▶ _PROMPT 1_
Gather every line of the listing below that contains the string "xmax" and copy each one out.
— BEGIN PAGE EXTRACT —
SE-0222: Lazy compactMap Sequence

The review of SE-0222: Lazy compactMap Sequence begins now and runs through Sunday, August 5th, 2018.

Reviews are an important part of the Swift evolution process. All review feedback should be either on this forum thread or, if you would like to keep your feedback private, directly to me as the review manager via email or direct message on the forums. If you send me email, please put "SE-0222" somewhere in the subject line.

What goes into a review of a proposal?

The goal of the review process is to improve the proposal under review through constructive criticism and, eventually, determine the direction of Swift.

When reviewing a proposal, here are some questions to consider:

  • What is your evaluation of the proposal?

  • Is the problem being addressed significant enough to warrant a change to Swift?

  • Does this proposal fit well with the feel and direction of Swift?

  • If you have used other languages or libraries with a similar feature, how do you feel that this proposal compares to those?
— END PAGE EXTRACT —
— BEGIN EXERCISE MATERIALS —
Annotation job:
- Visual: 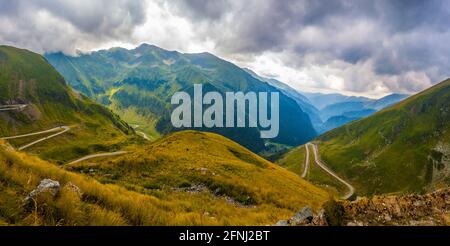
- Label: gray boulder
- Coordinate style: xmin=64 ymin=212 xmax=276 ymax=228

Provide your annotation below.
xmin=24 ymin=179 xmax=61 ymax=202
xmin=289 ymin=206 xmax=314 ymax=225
— END EXERCISE MATERIALS —
— BEGIN EXERCISE MATERIALS —
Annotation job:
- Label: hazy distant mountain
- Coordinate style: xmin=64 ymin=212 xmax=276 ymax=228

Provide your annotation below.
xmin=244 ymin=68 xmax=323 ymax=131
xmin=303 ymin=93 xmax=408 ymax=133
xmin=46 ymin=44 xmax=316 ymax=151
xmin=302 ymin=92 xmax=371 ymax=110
— END EXERCISE MATERIALS —
▶ _PROMPT 2_
Answer these questions about the SE-0222 review announcement above:
(a) On what date does the review end?
(b) What should be placed in the subject line of an email sent to the review manager?
(c) What is the stated goal of the review process?

▶ _WORKED ANSWER 1_
- Coordinate style: xmin=64 ymin=212 xmax=276 ymax=228
xmin=24 ymin=179 xmax=61 ymax=202
xmin=289 ymin=206 xmax=314 ymax=225
- Coordinate style: xmin=64 ymin=212 xmax=276 ymax=228
xmin=244 ymin=68 xmax=323 ymax=131
xmin=303 ymin=93 xmax=408 ymax=133
xmin=46 ymin=44 xmax=316 ymax=151
xmin=302 ymin=92 xmax=371 ymax=110

▶ _WORKED ANSWER 2_
(a) Sunday, August 5th, 2018.
(b) "SE-0222".
(c) To improve the proposal under review through constructive criticism and, eventually, determine the direction of Swift.